Metin:
>>>

Genetik Çalışma, 5500 Yıl Önce Veba Enfeksiyonunu Ortaya Çıkardı

Araştırmacılar, insan iskelet kalıntılarından çıkarılan DNA analizi yoluyla, vebaya ait genetik kanıtın 5500 yıl öncesine dayandığını ortaya çıkardı.
Bu keşif, bulaşıcı hastalıkların evrimini ve insanlık tarihindeki büyük dönüşümlerle olan ilişkisini izleyen geniş kapsamlı bir çalışmanın bir parçasıydı; bu dönüşümler arasında tarıma geçiş ve hayvan yetiştiriciliği gibi faktörler bulunmaktadır.
Çalışma, Avrasya kıtasında yaşamış 1313 bireyin kemik ve diş örneklerinden alınan genetik örneklerin analizine dayanmaktaydı; bu bireyler, erken Taş Devri'nden başlayarak modern çağlara kadar 37.000 yıl boyunca yaşamışlardı.
Sonuçlar, yaklaşık 6500 yıl önce hayvan kökenli ilk hastalıkların ortaya çıktığını ve bu hastalıkların yayılmasının bundan 1500 yıl sonra başladığını gösterdi.
Cambridge ve Kopenhag Üniversitelerinden Profesör Eske Willerslev, "Tarıma geçiş ve hayvan yetiştiriciliği, yeni bir hastalık çağını başlattı" diyerek, bu patojenlerin sadece hastalığa neden olmadığını, aynı zamanda nüfus çöküşlerine, kitlesel göçlere ve genetik adaptasyonlara da katkıda bulunduğunu belirtti.
Araştırmacılar, Yersinia pestis adlı vebaya neden olan bakterinin en eski genetik izini belirlemeyi başardılar; bu bakteri daha sonra Orta Çağ'da Avrupa'nın dörtte birinden yarısına kadar olan nüfusun ölümüne neden olmuştu.

<<<

Alıştırma Yönergeleri:
1. Veba metnine göre çalışmada kaç bireyin kemik ve diş örnekleri incelendi?
2. Veba metnini son cümlesinden sonrasını yazarak birkaç cümleyle sürdürün.

Veriler:

>>>

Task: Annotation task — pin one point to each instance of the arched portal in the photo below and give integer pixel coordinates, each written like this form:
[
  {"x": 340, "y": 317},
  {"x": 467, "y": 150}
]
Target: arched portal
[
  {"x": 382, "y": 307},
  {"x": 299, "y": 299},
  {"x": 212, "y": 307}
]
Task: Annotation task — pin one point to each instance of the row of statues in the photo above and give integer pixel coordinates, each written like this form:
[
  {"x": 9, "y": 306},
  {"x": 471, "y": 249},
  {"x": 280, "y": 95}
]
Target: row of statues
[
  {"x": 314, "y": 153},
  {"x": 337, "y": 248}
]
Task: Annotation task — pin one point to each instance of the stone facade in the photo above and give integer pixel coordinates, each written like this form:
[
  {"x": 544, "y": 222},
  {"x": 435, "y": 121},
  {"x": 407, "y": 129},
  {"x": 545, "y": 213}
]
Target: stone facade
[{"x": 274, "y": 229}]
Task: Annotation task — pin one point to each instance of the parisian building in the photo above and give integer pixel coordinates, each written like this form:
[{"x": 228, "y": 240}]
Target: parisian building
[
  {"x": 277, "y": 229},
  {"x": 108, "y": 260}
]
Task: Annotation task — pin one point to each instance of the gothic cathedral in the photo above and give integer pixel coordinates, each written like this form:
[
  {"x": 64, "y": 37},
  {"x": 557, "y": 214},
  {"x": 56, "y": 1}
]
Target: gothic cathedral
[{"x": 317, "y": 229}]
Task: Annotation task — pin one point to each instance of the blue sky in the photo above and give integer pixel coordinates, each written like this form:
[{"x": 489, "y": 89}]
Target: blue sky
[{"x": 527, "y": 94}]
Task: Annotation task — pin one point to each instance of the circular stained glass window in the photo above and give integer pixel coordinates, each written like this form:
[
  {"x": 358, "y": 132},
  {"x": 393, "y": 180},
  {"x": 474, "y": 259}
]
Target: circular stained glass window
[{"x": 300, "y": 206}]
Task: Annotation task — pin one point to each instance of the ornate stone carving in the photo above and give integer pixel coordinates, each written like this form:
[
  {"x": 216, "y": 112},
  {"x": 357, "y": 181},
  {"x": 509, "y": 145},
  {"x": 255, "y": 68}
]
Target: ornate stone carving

<<<

Alıştırma Cevapları:
1. Avrasya'da yaşamış 1313 bireyin kemik ve diş örnekleri incelendi.

2.
Kopenhag Üniversitesi'nden araştırmacı Frederik Seersholm, bu keşfe ilişkin olarak, "Şimdiye kadar bulunan en eski veba vakası" olduğunu belirterek, bu keşfin vebanın tarihsel evrimini, sonradan "Kara Veba" olarak bilinen yıkıcı şekline kadar nasıl ulaştığını gösterdiğini ifade etti.
Çalışma, tarih öncesi dönemlerde difteriye (11.000 yıl önce), hepatit B (9.800 yıl önce) ve sıtma (4.200 yıl önce) gibi diğer hastalıkların varlığını ortaya koydu.
Oxford Üniversitesi'nden Profesör Astrid Iversen, hayvan kökenli hastalıkların yaklaşık 5.000 yıl önce geniş çapta yayıldığını ve hayvan yetiştirme modellerinin ve onlara yakın yaşam tarzlarının evrimleştiğini belirtti.
Bu sonuçlar, Çarşamba günü yayınlanan Nature dergisindeki bir çalışma kapsamında sunulmuş olup, bulaşıcı hastalıkların insanlık tarihini şekillendirmedeki merkezi rolüne ışık tutmaktadır.